◆ 必做任务 1
根据这篇Prometheus监控文章,Prometheus采用哪种模式收集指标?

───── 所给文本 ─────

Skip to content

Prometheus监控

📋 概述

Prometheus是一个开源的监控和告警系统,专为云原生环境设计。它通过拉取模式收集指标,提供强大的查询语言PromQL,并与Grafana等工具集成提供可视化。

🎯 学习目标

  • 掌握Prometheus的架构和工作原理
  • 学会在Node.js应用中集成Prometheus
  • 了解PromQL查询语言
  • 掌握告警规则配置

📚 Prometheus核心概念

数据模型

Prometheus将所有数据存储为时间序列,每个时间序列由指标名称和标签集唯一标识。

指标格式:
<metric name>{<label name>=<label value>, ...} value [timestamp]

示例:
http_requests_total{method="POST", handler="/api/users"} 1027 1395066363000

指标类型

1. Counter(计数器)

只能增加的累积指标。

javascript
const client = require('prom-client');

const httpRequestsTotal = new client.Counter({
  name: 'http_requests_total',
  help: 'Total number of HTTP requests',
  labelNames: ['method', 'route', 'status_code']
});

// 使用
httpRequestsTotal.inc({ method: 'GET', route: '/api/users', status_code: '200' });

2. Gauge(仪表)

可增可减的瞬时值指标。

javascript
const activeConnections = new client.Gauge({
  name: 'active_connections',
  help: 'Number of active connections'
});

const memoryUsage = new client.Gauge({
  name: 'memory_usage_bytes',
  help: 'Memory usage in bytes',
  labelNames: ['type']
});

// 使用
activeConnections.set(42);
memoryUsage.set({ type: 'heap' }, process.memoryUsage().heapUsed);

3. Histogram(直方图)

观察值的分布情况。

javascript
const httpDuration = new client.Histogram({
  name: 'http_request_duration_seconds',
  help: 'Duration of HTTP requests in seconds',
  labelNames: ['method', 'route'],
  buckets: [0.1, 0.3, 0.5, 0.7, 1, 3, 5, 7, 10] // 自定义桶
});

// 使用
const end = httpDuration.startTimer({ method: 'GET', route: '/api/users' });
// ... 处理请求
end(); // 自动记录持续时间

4. Summary(摘要)

───── 数据摘录 ─────

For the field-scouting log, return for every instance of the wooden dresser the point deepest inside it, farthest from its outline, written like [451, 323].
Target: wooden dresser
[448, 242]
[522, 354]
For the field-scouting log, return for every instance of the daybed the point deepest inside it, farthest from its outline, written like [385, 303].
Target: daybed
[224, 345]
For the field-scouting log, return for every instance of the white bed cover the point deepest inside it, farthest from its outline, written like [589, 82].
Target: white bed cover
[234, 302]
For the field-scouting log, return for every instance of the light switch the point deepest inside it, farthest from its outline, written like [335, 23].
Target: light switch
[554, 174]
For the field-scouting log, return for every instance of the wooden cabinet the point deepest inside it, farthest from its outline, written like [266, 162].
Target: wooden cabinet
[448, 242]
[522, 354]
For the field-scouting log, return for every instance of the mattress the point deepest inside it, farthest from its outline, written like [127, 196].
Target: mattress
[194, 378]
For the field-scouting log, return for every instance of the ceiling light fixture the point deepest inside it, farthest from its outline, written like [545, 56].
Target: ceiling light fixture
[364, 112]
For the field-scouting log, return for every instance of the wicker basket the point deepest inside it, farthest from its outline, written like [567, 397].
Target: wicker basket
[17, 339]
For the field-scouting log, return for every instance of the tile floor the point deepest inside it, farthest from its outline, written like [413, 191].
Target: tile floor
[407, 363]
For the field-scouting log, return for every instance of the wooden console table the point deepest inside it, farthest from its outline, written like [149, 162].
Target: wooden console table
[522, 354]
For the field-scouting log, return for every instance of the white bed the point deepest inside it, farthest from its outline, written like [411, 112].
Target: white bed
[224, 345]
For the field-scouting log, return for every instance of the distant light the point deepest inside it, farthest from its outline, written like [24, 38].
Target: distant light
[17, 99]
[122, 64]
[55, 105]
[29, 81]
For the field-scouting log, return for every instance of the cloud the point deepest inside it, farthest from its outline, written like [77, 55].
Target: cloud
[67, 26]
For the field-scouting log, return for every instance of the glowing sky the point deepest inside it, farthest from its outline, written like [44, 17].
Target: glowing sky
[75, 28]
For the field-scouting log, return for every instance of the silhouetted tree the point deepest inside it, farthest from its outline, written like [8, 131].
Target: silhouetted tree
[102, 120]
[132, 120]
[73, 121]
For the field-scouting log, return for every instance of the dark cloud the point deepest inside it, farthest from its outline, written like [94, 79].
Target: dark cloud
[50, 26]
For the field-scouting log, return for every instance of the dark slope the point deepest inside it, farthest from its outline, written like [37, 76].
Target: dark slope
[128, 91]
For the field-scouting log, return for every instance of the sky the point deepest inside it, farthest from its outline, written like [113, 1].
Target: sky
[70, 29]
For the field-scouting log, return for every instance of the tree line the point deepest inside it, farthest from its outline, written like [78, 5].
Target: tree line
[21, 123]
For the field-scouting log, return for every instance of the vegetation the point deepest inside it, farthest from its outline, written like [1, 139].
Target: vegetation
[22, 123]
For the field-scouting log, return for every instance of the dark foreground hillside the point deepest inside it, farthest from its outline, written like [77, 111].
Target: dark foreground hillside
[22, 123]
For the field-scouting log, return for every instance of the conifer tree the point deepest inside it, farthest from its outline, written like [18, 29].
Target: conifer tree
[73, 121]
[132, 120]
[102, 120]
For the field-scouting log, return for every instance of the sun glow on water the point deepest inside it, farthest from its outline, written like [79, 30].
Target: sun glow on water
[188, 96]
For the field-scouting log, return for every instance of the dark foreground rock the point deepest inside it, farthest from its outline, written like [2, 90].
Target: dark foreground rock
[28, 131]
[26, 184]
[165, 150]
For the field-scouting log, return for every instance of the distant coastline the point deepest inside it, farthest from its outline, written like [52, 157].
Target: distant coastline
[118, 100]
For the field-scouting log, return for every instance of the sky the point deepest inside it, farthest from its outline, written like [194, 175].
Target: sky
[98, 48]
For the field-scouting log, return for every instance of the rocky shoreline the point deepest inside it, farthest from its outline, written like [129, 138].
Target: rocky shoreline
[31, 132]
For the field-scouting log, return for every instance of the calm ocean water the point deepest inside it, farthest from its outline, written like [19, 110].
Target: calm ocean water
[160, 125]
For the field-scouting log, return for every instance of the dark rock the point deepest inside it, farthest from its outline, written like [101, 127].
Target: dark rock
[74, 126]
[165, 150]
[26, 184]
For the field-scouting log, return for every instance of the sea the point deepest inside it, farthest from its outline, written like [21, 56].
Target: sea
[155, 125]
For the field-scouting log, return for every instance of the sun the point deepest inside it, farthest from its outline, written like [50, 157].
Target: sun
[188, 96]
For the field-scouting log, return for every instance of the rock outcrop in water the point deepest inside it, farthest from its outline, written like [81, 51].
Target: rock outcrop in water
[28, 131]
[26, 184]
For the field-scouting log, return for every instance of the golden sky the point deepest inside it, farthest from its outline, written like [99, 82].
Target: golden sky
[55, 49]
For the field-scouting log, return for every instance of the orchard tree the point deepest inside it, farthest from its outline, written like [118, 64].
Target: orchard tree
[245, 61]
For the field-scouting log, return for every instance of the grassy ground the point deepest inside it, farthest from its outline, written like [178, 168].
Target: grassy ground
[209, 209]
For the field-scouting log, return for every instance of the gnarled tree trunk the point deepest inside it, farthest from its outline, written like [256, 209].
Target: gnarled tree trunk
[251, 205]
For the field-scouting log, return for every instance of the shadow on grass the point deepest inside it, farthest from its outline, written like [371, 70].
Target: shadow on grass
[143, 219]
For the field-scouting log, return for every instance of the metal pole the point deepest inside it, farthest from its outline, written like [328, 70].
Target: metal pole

─────

◆ 必做任务 2
请展示记录中所有含有字符串“ocean”的行,逐字抄出。

◆ 完整答案 1
拉取模式。

◆ 完整答案 2
For the field-scouting log, return for every instance of the calm ocean water the point deepest inside it, farthest from its outline, written like [19, 110].
Target: calm ocean water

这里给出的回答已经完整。